TEXT UNDER STUDY:
※

Giant balloon injures two at New York parade
A giant balloon at a Thanksgiving parade in New York snagged a street light in Times Square and caused part of it to fall into the crowd, injuring a woman and a child, according to police and eyewitness accounts.
The accident happened today near the end of the parade when the balloon’s tethers became entangled on the head of the street lamp, causing a collision that knocked it off.
The 26-year-old woman and 11-year-old girl were apparently hurt by the debris. They were in stable condition at the Bellevue Hospital, said hospital administrator Peter Schectman. The nature of their injuries was not immediately known.
“It happened so fast,” said parade spectator Karim Simmons, of Queens, New York.
“I said: ‘Oh my God!’ It dropped like a rock.”
The accident involved a balloon, filled with helium, but shaped like a hot-air balloon, advertising M&Ms sweets.
A reporter from a radio station on the scene of the accident said the injured child was from Albany, New York.

※

PROBLEMS AND TASKS:
A: Reproduce the stretch of the parade balloon report from "Giant balloon injures" through "not immediately known.".
B: Say whether each statement agrees with the parade balloon report. Answer yes or no and quote the deciding words. (i) The injured woman was 26 years old. (ii) The balloon was filled with hot air. (iii) The accident happened near the start of the parade.
C: Write the next part of the parade balloon report, starting after its last sentence.
The data that follows is separate material and has no connection to the parade balloon report.

GIVEN INFORMATION:
※

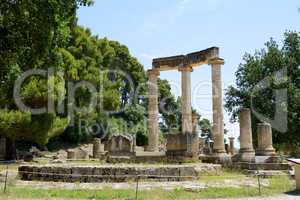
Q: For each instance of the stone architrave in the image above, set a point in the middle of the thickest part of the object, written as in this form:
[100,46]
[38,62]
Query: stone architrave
[153,111]
[98,148]
[186,101]
[231,145]
[246,153]
[265,142]
[218,123]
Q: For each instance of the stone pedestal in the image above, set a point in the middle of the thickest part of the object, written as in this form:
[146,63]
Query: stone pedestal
[98,148]
[231,145]
[71,154]
[2,148]
[153,111]
[246,153]
[265,142]
[218,124]
[186,101]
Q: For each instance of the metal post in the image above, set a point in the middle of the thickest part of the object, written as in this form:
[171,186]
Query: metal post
[259,185]
[137,187]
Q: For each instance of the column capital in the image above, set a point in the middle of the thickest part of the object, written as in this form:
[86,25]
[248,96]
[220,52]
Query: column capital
[153,72]
[216,61]
[185,69]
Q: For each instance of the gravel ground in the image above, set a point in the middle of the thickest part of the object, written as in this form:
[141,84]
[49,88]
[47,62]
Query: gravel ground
[187,185]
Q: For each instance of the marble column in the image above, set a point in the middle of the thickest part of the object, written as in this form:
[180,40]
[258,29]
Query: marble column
[186,100]
[231,145]
[98,148]
[246,151]
[218,124]
[2,148]
[195,122]
[153,111]
[297,176]
[265,142]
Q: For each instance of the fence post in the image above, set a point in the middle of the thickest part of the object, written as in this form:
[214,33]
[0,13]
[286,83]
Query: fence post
[137,187]
[6,176]
[259,185]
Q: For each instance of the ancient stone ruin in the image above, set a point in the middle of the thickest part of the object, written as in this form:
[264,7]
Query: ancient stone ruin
[185,64]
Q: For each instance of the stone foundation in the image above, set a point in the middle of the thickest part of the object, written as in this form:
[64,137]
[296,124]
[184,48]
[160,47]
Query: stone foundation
[113,173]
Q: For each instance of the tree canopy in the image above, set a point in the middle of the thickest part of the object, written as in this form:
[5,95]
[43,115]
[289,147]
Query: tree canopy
[268,82]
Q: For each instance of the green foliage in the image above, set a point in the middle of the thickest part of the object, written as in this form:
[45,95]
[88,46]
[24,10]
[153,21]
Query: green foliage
[24,126]
[40,34]
[169,108]
[263,65]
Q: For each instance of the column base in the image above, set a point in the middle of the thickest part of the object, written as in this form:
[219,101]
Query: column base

※

ANSWERS PROVIDED:
A:
Giant balloon injures two at New York parade
A giant balloon at a Thanksgiving parade in New York snagged a street light in Times Square and caused part of it to fall into the crowd, injuring a woman and a child, according to police and eyewitness accounts.
The accident happened today near the end of the parade when the balloon’s tethers became entangled on the head of the street lamp, causing a collision that knocked it off.
The 26-year-old woman and 11-year-old girl were apparently hurt by the debris. They were in stable condition at the Bellevue Hospital, said hospital administrator Peter Schectman. The nature of their injuries was not immediately known.

B:
(i) Yes: "The 26-year-old woman and 11-year-old girl were apparently hurt by the debris."
(ii) No: "The accident involved a balloon, filled with helium, but shaped like a hot-air balloon"
(iii) No: "The accident happened today near the end of the parade"

C:
The accident occurred at West 43rd Street and Seventh Avenue.
The circumstances were an echo of a 1997 mishap, when two people were seriously injured when 45 mph winds forced a Cat in the Hat balloon into a metal pole on Central Park West.
Officials then set guidelines that would limit the use of balloons if wind threatened to be too strong.
Parade organisers were given the go-ahead to use the balloons this year, but ordered them tethered on shorter lines because of some moderate breezes at the parade’s start.
It was not immediately clear if wind played a factor in the accident.